◆ **TESTO CITATO**
--------------------------------

SE IL CLIENTE E' INFEDELE
L’edizione 2014 dell’Osservatorio sulla distribuzione assicurativa di Scs Consulting analizza la qualità del servizio come leva di fidelizzazione. La flessibilità di un consumatore sempre meno fedele indurrà in futuro a guardare sempre di più, oltre che al prezzo, al valore aggiunto e alla competenza dell’intermediario
30/11/2014
Una tra le sfide sempre più complesse che gli intermediari si trovano a fronteggiare è quella della fedeltà del cliente. Colpa del web, che influenza sempre di più le logiche comportamentali e i processi di scelta del consumatore. Ma anche della crisi economica, che ha duramente colpito i punti vendita tradizionali, in un mercato che si sta progressivamente affollando di nuovi competitor.
Ad analizzare il tema, nel corso del convegno è stata Scs Consulting che ha presentato i dati dell’ Osservatorio sulla distribuzione assicurativa, organizzato in collaborazione con Insurance Connect e dedicato, per l’appunto, al tema della fedeltà. “Un fenomeno in continua ascesa – spiega Marco Lanzoni, responsabile divisione finance di Scs Consulting – che riguarda da vicino tutti gli intermediari alle prese con una competizione sempre più consistente”.
NON E' SOLO UN PROBLEMA DI COSTO
Per gli intermediari italiani, comunque, la situazione riscontrata dall’indagine è ancora piuttosto buona, visto che il 76% dei clienti ha confermato il proprio operatore. Se però si vanno a vedere quali sono le ragioni che hanno spinto la restante percentuale di clienti a cambiare, il motivo preponderante è il costo (69%). L’attuale congiuntura economica pesa anche sulle polizze in essere. “Abbiamo chiesto agli intervistati – spiega Giorgio Lolli, manager di Scs Consulting – se negli ultimi due anni avessero dismesso delle polizze, e per quale ragione: coloro che hanno risposto in modo affermativo hanno motivato la scelta soprattutto per via del costo (35%) e più in generale delle difficoltà economiche (29%), o dall’inutilità del prodotto (18%), dal rapporto con la compagnia (12%), e anche dalle problematiche nelle scadenze (6%)”. Ciò nonostante il livello di soddisfazione per le polizze in proprio possesso è complessivamente buono: per il 23% dei clienti è sopra le attese, per il 62% è alla pari, mentre resta al di sotto solo per il 15%; il grado di soddisfazione è particolarmente alto per le dirette, con il 29% di giudizi superiori alle attese. Le dirette hanno anche un’alta forza attrattiva per i clienti: il 57,4% degli intervistati si è detto disposto a sottoscrivere una polizza con una compagnia di questo tipo, soprattutto per motivi legati al costo (65%), ma anche per via della praticità (16%), o anche solo per curiosità (13%). “Tuttavia le compagnie dirette – osserva Lolli – stentano ancora a decollare, a causa della mancanza di rapporto personale (44%) e di fiducia (37%), motivi indicati da quel 42,6% di clienti che si sono detti non disposti a sottoscrivere una polizza con loro”.

--------------------------------

◆ **DATI FORNITI**

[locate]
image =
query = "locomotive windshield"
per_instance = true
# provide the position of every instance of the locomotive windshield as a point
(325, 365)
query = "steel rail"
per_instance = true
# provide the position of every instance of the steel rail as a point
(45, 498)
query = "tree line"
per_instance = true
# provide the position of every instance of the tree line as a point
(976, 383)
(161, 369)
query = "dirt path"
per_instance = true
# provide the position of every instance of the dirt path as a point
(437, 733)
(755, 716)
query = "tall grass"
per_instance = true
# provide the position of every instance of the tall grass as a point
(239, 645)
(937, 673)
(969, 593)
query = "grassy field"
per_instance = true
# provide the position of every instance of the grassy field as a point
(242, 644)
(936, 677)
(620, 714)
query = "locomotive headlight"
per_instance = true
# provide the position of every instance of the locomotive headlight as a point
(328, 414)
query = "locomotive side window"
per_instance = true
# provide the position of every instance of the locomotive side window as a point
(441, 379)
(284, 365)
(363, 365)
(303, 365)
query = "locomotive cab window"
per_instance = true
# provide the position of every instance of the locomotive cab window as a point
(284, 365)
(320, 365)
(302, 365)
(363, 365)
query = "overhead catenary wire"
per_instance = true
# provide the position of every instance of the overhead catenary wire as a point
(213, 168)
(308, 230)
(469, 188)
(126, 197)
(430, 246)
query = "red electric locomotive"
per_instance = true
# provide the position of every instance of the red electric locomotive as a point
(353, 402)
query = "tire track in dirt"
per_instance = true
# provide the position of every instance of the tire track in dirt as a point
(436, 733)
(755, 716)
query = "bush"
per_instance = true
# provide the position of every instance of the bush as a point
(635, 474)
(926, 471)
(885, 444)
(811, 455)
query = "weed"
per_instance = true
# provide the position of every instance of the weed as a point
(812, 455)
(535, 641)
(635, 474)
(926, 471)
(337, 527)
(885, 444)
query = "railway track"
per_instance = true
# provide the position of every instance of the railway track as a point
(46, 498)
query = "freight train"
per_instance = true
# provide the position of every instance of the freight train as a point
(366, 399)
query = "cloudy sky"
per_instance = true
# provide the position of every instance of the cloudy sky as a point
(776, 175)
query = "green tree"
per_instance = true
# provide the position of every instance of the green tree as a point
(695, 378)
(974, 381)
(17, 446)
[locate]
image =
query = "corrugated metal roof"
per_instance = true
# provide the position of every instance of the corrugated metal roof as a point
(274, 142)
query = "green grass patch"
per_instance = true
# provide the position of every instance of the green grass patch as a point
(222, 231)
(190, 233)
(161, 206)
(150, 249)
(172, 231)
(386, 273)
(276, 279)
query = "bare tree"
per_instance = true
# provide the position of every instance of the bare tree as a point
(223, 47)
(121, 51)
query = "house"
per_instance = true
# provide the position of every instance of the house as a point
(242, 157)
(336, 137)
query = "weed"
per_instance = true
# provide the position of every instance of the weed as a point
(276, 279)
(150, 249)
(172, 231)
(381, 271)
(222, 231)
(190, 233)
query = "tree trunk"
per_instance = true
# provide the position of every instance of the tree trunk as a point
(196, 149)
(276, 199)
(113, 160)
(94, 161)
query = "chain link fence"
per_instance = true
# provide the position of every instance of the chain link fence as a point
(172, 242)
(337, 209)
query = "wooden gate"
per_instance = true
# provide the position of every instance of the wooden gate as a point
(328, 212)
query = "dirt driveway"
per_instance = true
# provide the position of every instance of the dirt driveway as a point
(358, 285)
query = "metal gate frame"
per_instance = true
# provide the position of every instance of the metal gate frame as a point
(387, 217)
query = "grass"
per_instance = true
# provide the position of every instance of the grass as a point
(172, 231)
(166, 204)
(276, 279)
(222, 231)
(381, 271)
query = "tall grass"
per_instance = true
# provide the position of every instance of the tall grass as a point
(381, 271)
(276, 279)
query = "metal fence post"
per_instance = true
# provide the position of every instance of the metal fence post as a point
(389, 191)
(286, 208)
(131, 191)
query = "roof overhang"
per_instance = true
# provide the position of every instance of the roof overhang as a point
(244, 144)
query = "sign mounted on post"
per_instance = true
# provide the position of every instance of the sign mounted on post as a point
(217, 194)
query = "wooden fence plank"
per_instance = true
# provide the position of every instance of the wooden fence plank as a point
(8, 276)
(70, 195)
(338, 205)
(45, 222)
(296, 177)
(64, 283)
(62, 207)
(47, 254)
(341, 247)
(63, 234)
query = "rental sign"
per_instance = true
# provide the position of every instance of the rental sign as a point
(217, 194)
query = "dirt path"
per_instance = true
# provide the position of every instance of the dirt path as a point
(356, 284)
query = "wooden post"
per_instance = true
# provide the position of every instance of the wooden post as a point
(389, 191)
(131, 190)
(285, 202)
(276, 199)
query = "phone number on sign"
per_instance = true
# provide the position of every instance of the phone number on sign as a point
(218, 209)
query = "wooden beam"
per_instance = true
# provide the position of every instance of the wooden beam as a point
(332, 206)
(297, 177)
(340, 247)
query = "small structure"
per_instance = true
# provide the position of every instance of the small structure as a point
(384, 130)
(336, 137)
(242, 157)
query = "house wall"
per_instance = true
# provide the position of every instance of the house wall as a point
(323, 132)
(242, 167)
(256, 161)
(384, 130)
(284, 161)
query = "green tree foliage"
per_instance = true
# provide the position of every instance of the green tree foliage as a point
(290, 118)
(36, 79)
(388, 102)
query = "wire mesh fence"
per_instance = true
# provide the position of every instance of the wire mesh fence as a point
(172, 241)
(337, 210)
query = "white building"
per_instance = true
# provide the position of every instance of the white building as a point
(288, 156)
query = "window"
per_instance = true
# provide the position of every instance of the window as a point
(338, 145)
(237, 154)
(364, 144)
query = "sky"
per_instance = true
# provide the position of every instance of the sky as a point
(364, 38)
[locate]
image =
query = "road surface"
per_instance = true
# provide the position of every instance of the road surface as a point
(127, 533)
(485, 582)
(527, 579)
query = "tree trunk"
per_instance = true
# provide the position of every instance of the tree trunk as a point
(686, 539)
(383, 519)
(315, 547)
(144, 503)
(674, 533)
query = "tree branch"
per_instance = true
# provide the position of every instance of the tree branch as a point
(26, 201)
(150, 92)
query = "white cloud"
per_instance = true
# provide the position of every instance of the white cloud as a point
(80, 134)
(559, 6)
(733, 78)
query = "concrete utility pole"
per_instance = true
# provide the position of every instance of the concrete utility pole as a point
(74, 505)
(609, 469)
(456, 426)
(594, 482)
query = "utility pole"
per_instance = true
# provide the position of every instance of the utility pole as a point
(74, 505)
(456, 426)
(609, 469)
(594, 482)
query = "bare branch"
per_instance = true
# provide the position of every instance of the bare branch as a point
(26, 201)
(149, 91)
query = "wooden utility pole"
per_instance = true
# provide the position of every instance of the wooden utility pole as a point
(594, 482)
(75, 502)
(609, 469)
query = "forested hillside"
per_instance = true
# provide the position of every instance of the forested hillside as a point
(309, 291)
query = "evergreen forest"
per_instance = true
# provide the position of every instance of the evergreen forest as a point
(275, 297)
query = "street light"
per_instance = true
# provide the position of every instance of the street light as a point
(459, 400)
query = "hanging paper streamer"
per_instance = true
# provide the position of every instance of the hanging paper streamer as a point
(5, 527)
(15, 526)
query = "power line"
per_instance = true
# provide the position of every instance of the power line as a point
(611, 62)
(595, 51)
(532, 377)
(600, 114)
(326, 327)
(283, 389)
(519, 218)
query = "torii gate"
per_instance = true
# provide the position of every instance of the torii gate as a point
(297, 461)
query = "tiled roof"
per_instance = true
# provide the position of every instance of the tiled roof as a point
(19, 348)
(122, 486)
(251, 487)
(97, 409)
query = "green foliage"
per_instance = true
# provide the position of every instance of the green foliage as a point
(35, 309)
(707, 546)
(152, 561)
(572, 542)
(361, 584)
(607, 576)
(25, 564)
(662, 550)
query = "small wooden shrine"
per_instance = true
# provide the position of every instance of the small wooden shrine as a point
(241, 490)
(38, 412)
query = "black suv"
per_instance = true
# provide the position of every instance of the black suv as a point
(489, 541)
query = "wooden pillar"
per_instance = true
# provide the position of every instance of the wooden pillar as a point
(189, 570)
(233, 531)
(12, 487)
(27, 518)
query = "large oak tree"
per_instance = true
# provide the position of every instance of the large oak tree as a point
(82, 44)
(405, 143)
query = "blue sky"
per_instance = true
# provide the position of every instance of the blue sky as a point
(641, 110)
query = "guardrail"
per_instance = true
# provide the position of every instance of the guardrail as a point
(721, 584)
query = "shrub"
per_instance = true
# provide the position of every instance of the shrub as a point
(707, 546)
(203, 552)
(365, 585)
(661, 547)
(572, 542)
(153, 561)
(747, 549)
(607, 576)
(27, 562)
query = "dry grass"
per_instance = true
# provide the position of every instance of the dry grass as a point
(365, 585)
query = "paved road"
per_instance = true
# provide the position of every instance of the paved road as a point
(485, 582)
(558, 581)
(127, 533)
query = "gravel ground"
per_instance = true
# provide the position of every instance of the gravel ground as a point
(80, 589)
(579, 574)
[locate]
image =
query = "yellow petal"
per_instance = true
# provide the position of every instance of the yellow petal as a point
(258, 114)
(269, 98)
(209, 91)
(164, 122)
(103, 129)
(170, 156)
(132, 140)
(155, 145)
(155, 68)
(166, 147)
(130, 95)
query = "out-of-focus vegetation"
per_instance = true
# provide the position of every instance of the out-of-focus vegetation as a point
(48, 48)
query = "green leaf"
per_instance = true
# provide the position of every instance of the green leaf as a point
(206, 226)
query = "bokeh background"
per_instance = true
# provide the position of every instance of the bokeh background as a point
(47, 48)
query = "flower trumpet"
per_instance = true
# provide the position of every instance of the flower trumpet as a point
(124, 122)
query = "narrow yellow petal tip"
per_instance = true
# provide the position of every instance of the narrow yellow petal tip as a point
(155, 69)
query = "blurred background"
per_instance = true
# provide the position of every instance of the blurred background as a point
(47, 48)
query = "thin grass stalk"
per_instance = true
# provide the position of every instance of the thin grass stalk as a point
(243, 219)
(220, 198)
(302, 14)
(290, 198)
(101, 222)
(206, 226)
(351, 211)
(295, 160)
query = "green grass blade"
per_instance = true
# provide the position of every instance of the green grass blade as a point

--------------------------------

◆ **ELENCO COMPITI**
(1) Le affermazioni seguenti concordano con l'articolo? Per ciascuna rispondi sì o no e cita testualmente le parole decisive.
(a) Il 76% dei clienti ha confermato il proprio operatore.
(b) Chi ha dismesso delle polizze negli ultimi due anni lo ha fatto soprattutto per l'inutilità del prodotto.
(c) Il 42,6% dei clienti si è detto disposto a sottoscrivere una polizza con una compagnia diretta.
(2) Ricopia il brano dell'articolo partendo dalle parole «SE IL CLIENTE» e fermandoti dopo «di nuovi competitor.».
(3) Secondo l'articolo, perché le compagnie dirette stentano ancora a decollare?
Per rispondere serve soltanto l'articolo, non i dati.

◆ **SOLUZIONI DEI COMPITI**
(1)
(a) Sì: «il 76% dei clienti ha confermato il proprio operatore».
(b) No: «hanno motivato la scelta soprattutto per via del costo (35%)».
(c) No: «quel 42,6% di clienti che si sono detti non disposti a sottoscrivere una polizza con loro».

(2)
SE IL CLIENTE E' INFEDELE
L’edizione 2014 dell’Osservatorio sulla distribuzione assicurativa di Scs Consulting analizza la qualità del servizio come leva di fidelizzazione. La flessibilità di un consumatore sempre meno fedele indurrà in futuro a guardare sempre di più, oltre che al prezzo, al valore aggiunto e alla competenza dell’intermediario
30/11/2014
Una tra le sfide sempre più complesse che gli intermediari si trovano a fronteggiare è quella della fedeltà del cliente. Colpa del web, che influenza sempre di più le logiche comportamentali e i processi di scelta del consumatore. Ma anche della crisi economica, che ha duramente colpito i punti vendita tradizionali, in un mercato che si sta progressivamente affollando di nuovi competitor.

(3) Le compagnie dirette stentano a decollare per la mancanza di rapporto personale (44%) e di fiducia (37%). Sono i motivi indicati dal 42,6% di clienti che si sono detti non disposti a sottoscrivere una polizza con loro.